### EXERCISE
Every record below, from the first line to the last, is to be set down again exactly.

(TASK INPUTS Opens)

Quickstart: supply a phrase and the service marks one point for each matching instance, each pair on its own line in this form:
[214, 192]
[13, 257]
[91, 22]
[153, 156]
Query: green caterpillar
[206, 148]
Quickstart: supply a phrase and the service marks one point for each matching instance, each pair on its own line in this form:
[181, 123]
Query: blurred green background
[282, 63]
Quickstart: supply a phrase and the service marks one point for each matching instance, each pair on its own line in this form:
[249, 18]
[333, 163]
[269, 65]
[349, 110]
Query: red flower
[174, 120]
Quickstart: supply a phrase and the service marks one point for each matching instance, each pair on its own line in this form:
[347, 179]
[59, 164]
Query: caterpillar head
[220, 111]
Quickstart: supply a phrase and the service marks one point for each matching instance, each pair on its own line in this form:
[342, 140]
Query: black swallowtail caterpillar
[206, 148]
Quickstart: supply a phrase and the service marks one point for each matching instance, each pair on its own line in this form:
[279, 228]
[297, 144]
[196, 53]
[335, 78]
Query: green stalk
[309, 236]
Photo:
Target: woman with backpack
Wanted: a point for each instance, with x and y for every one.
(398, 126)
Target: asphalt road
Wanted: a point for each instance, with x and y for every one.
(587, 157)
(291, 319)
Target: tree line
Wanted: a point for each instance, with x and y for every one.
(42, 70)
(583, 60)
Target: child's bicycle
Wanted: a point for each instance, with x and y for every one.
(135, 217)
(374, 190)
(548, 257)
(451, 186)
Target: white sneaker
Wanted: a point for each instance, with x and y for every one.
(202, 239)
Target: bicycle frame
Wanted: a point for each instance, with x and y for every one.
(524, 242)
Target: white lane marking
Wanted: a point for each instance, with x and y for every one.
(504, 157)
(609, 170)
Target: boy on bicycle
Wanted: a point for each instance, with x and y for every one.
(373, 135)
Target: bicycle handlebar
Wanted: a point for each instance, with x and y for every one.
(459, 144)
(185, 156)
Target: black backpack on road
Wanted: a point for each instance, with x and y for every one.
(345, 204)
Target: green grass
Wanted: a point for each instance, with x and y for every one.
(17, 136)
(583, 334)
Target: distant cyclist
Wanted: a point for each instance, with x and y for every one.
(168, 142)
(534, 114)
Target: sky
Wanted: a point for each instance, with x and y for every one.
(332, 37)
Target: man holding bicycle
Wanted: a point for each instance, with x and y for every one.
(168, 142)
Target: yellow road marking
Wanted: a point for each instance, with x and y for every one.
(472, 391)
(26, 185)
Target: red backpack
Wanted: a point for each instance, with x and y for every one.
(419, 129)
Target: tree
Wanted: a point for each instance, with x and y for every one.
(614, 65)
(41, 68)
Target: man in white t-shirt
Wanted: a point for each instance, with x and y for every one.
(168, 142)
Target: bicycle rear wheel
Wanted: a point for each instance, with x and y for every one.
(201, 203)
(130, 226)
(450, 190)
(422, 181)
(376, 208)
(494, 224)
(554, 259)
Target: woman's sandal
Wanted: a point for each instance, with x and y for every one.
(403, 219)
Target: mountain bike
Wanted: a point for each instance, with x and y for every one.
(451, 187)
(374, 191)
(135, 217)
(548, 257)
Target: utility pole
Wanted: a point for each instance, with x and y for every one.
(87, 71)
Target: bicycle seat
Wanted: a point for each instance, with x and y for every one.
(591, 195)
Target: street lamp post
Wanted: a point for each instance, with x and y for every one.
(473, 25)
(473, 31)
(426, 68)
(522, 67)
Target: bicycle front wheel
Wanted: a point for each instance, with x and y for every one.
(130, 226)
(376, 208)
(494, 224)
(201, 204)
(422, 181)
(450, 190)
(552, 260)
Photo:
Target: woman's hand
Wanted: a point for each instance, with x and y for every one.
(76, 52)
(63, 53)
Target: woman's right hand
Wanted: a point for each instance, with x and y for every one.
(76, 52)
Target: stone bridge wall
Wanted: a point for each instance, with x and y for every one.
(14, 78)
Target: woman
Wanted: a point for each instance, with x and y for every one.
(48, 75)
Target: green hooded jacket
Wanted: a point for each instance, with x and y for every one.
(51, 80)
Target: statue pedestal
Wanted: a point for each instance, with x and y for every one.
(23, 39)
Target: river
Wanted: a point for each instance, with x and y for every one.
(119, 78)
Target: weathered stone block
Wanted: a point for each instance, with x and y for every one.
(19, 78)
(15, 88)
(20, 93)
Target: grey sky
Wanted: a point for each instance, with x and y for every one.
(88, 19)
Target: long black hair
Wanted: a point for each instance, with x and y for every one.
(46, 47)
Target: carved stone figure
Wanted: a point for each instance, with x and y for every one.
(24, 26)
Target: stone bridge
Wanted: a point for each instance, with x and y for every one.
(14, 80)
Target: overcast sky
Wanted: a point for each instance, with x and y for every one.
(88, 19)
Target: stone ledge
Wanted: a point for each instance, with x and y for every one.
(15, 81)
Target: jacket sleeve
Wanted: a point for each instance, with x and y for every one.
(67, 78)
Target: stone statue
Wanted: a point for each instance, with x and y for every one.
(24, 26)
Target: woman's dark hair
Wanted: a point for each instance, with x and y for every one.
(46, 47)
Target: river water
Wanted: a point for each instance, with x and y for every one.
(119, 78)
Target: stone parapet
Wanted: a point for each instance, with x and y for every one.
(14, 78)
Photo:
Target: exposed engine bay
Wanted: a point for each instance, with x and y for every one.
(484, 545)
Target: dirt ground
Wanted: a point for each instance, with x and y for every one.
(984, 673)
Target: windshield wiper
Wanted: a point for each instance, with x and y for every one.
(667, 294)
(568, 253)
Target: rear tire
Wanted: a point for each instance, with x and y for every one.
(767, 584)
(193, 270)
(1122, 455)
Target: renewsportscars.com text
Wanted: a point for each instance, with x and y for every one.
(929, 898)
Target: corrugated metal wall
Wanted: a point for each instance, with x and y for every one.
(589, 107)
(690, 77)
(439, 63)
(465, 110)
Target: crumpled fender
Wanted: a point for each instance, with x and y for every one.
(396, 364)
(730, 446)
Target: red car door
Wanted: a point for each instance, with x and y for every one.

(TASK INPUTS Closes)

### EXERCISE SOLUTION
Quickstart: supply a phrase and the service marks one point for each matching instance, each pair on its own line in this form:
[214, 192]
[13, 257]
[91, 22]
[153, 156]
Query: green caterpillar
[206, 148]
Quickstart: supply a phrase and the service marks one point for each matching instance, each pair on its own line in this form:
[181, 123]
Query: blurred green background
[282, 63]
Quickstart: supply a phrase and the service marks one point for each matching instance, each pair on its own line in this form:
[249, 18]
[333, 163]
[269, 65]
[349, 110]
Query: red flower
[174, 120]
Quickstart: supply a phrase and the service marks one point for each matching instance, each pair on its own line in this form:
[347, 179]
[59, 164]
Query: caterpillar head
[220, 111]
Quickstart: supply a phrase and the service marks one point for each matching instance, each pair on its own line in this form:
[342, 140]
Query: black swallowtail caterpillar
[206, 148]
Quickstart: supply a phrase and the service marks one point for each matching instance, each pair on its own line in this form:
[279, 228]
[297, 144]
[196, 53]
[335, 78]
Query: green stalk
[309, 236]
Photo:
Target: woman with backpack
Wanted: a point for each instance, with x and y for every one.
(398, 126)
Target: asphalt road
Wanted: a point for each instance, with x and y for every one.
(587, 157)
(291, 319)
Target: tree line
Wanted: a point for each instance, with x and y for every one.
(42, 70)
(583, 60)
Target: child's bicycle
Wanted: a point for each instance, with x and y for every one.
(135, 217)
(374, 190)
(548, 257)
(451, 186)
Target: white sneaker
Wanted: a point for each instance, with x and y for every one.
(202, 239)
Target: bicycle frame
Wanted: a point for each instance, with x and y for every one.
(524, 242)
Target: white lane marking
Wanted: a point for each instance, with x and y for every one.
(504, 157)
(609, 170)
Target: boy on bicycle
Wanted: a point for each instance, with x and y for every one.
(373, 135)
Target: bicycle handlebar
Wanted: a point for each instance, with x and y for every one.
(459, 144)
(185, 156)
Target: black backpack on road
Wanted: a point for each instance, with x and y for every one.
(345, 204)
Target: green grass
Wanted: a point for each instance, with x and y for every one.
(17, 136)
(583, 334)
Target: distant cyclist
Wanted: a point for each instance, with x and y for every one.
(168, 142)
(534, 114)
Target: sky
Wanted: a point for each instance, with x and y for every one.
(332, 37)
Target: man holding bicycle
Wanted: a point for each instance, with x and y for every one.
(168, 142)
Target: yellow road marking
Wanted: a point for each instance, with x and y for every one.
(472, 391)
(26, 185)
Target: red backpack
Wanted: a point for each instance, with x and y for every one.
(419, 129)
Target: tree
Wanted: a point for each instance, with x and y for every one.
(614, 65)
(41, 68)
Target: man in white t-shirt
Wanted: a point for each instance, with x and y for every one.
(168, 142)
Target: bicycle rear wheel
Wanted: a point for each instance, with x and y for every one.
(201, 203)
(130, 226)
(450, 190)
(422, 181)
(376, 208)
(494, 224)
(554, 259)
Target: woman's sandal
Wanted: a point for each instance, with x and y for every one.
(403, 219)
Target: mountain bike
Wanted: a point for each instance, with x and y for every one.
(451, 187)
(374, 191)
(135, 217)
(548, 257)
Target: utility pole
Wanted: a point for each instance, with x and y for every one.
(87, 71)
Target: bicycle seat
Wanted: a point for each instance, with x and y for every one.
(591, 195)
Target: street lamp post
Wanted: a point for each instance, with x and y for every one.
(473, 25)
(473, 31)
(426, 68)
(522, 67)
Target: bicycle front wheel
Wanted: a point for each instance, with x and y for every one.
(130, 226)
(376, 208)
(494, 224)
(201, 204)
(422, 181)
(450, 190)
(552, 260)
Photo:
Target: woman's hand
Wanted: a point for each instance, with x and y for every one.
(76, 52)
(63, 53)
Target: woman's right hand
Wanted: a point for each instance, with x and y for every one.
(76, 52)
Target: stone bridge wall
Wanted: a point for each instance, with x and y for every one.
(14, 78)
Target: woman
Wanted: a point for each instance, with x and y for every one.
(48, 75)
Target: green hooded jacket
Wanted: a point for each instance, with x and y for every one.
(51, 80)
Target: statue pedestal
Wanted: a point for each instance, with x and y for every one.
(23, 39)
Target: river
Wanted: a point for each instance, with x and y for every one.
(119, 78)
Target: weathered stone block
Wanted: a point for each instance, with x and y for every one.
(19, 78)
(15, 88)
(20, 93)
Target: grey sky
Wanted: a point for each instance, with x and y for every one.
(88, 19)
Target: long black hair
Wanted: a point for each instance, with x and y for every one.
(46, 47)
Target: carved stone figure
Wanted: a point for each instance, with x and y for every one.
(24, 26)
Target: stone bridge
Wanted: a point for each instance, with x and y for every one.
(14, 80)
Target: overcast sky
Wanted: a point for each instance, with x and y for every one.
(88, 19)
Target: stone ledge
Wanted: a point for each instance, with x and y for every one.
(15, 81)
Target: jacket sleeve
Wanted: a point for each instance, with x and y for every one.
(67, 78)
Target: stone statue
Wanted: a point for each instance, with x and y for every one.
(24, 26)
Target: woman's dark hair
Wanted: a point for each instance, with x and y for every one.
(46, 47)
Target: river water
Wanted: a point for each instance, with x and y for every one.
(119, 78)
Target: stone parapet
Wanted: a point for each instance, with x and y for every one.
(14, 78)
Photo:
Target: exposed engine bay
Wanted: a point for each instance, with x and y for every one.
(484, 545)
Target: dirt ground
Wanted: a point for each instance, with x and y for every one.
(984, 673)
Target: windshield wiper
Wanted: a point for each instance, with x and y for every one.
(667, 294)
(568, 253)
Target: rear tire
Wanted: a point for each instance, with x and y for every one.
(767, 584)
(193, 270)
(1122, 455)
Target: renewsportscars.com text
Wanted: a point for each instance, with x and y for every one.
(929, 898)
Target: corrugated metal wall
Wanted: a point for each instance, with x and y for every one.
(589, 107)
(690, 77)
(439, 63)
(465, 110)
Target: crumpled fender
Wanted: a point for each instance, with x and y for every one.
(396, 364)
(730, 446)
Target: red car door
Wanted: a point for each instance, with x and y for every one.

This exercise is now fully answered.